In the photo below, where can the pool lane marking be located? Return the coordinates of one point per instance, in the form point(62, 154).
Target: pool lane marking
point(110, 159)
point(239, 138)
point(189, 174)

........

**Your task**
Lay out every one of the rows above as a numbered list, leaving out any blank lines.

**Correct response**
1. In the photo below, where can the pool lane marking be located? Return the coordinates of one point per instance, in the form point(62, 154).
2. Target: pool lane marking
3. point(110, 159)
4. point(239, 138)
5. point(189, 174)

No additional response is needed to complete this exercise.